+++ SECÇÃO DO TEXTO
Por Rui Martins (*)
Num tempo em que as eleições se disputam tanto nas ruas como nas redes, a presença digital dos partidos políticos deixou de ser um simples adereço. Tornou-se central. E se as redes sociais garantem visibilidade e polémica instantânea, os websites partidários continuam a ser a base digital onde deveria residir a informação séria, consistente, estruturada, o detalhe dos programas, com todos canais de contacto e, em última instância, a imagem institucional de quem quer representar os cidadãos no Parlamento.
É precisamente sobre essa presença digital que incidiu um estudo em que participei recentemente e que pode ser lido no website do Movimento pela Democracia Participativa / Movimento pela Democratização dos Partidos (MdP) e cujos resultados podem ser consultados aqui.
Este estudo analisou, com critérios técnicos objectivos, os websites dos partidos políticos portugueses. A avaliação foi feita com recurso a ferramentas amplamente reconhecidas no mundo do desenvolvimento web: Google Lighthouse, WAVE e Readability Test Tool, medindo aspectos tais como performance, acessibilidade, boas práticas, SEO e legibilidade. O resultado? Um retrato tão diversificado quanto o próprio espectro partidário, e por vezes tão desigual que chega a ser preocupante.
++++++
+++ LINHAS FORNECIDAS
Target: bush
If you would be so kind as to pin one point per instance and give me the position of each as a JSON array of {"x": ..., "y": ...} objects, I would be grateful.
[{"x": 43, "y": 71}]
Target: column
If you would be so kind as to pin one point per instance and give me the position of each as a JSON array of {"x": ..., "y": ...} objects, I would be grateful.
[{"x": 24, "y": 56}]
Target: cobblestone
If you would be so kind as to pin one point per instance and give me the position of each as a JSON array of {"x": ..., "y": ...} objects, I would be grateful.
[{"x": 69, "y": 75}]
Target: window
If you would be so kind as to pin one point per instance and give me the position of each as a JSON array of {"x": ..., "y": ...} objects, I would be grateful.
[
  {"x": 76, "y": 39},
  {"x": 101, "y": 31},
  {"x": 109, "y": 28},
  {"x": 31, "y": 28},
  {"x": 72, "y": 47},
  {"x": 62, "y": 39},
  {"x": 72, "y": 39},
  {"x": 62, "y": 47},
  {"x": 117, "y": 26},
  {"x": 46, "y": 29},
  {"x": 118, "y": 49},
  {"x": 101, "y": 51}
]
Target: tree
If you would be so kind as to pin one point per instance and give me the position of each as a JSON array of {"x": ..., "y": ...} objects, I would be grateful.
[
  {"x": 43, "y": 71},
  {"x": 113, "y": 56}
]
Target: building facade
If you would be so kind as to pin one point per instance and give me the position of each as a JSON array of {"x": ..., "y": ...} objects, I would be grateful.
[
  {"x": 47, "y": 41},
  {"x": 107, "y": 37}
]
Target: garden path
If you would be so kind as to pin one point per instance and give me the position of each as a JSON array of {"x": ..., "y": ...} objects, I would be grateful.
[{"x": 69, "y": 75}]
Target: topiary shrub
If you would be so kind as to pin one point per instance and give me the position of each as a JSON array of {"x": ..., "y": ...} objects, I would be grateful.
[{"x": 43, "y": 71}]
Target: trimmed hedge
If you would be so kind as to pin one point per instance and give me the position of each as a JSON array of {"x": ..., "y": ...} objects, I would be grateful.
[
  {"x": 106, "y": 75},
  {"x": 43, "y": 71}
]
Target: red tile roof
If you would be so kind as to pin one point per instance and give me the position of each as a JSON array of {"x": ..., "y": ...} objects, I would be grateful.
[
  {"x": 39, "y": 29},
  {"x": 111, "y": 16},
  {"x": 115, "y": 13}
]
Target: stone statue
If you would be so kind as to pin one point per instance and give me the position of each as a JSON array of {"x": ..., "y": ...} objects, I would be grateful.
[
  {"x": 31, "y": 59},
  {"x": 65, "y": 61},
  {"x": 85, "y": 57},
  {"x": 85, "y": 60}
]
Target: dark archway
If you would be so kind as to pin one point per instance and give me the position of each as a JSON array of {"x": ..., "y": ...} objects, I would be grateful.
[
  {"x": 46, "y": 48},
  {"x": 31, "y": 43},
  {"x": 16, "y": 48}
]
++++++
TAREFA A REALIZAR ->
Continue o texto sobre a avaliação dos websites dos partidos políticos portugueses a partir da última frase apresentada.

RESPOSTA À TAREFA ->
Algumas surpresas:
À cabeça da tabela geral encontramos o ATUA (ex-PURP), partido de pequena expressão mediática, mas que demonstra uma abordagem digital exemplar. Com uma pontuação geral de 74.99, destaca-se em quase todas as métricas avaliadas. Seguem-se o RIR (68.14) e o PTP (60.24), provando que o profissionalismo digital nem sempre está associado à dimensão ou notoriedade política.
No extremo oposto, destacam-se pela negativa o JPP (com uma pontuação de 0), o PEV (18.12) e o PSD (31.52), três partidos que, por razões diferentes, estão entre os que mais falham nos critérios técnicos avaliados. A este nível, estamos a falar de falhas estruturais: lentidão de carregamento, erros de acessibilidade flagrantes, textos difíceis de compreender e desrespeito pelas melhores práticas básicas de desenvolvimento web.
A performance: rapidez também é política
A velocidade de carregamento de um site, avaliada pelo Google Lighthouse, pode parecer um detalhe técnico, mas tem implicações directas na experiência do utilizador e até na visibilidade da página nos motores de busca. Aqui, o ATUA destaca-se novamente com uma pontuação de 93, seguido pelo RIR (82) e o VOLT (69). Estes resultados mostram um cuidado com a eficiência, a optimização e o respeito por aquele recurso sempre limitado chamado "tempo".
Em contraste, partidos como o JPP, o PEV e o PSD obtêm os piores resultados nesta métrica. Num contexto em que um atraso de segundos pode determinar se alguém lê ou abandona um site, a negligência neste campo é um erro estratégico com impacto real nos resultados eleitorais.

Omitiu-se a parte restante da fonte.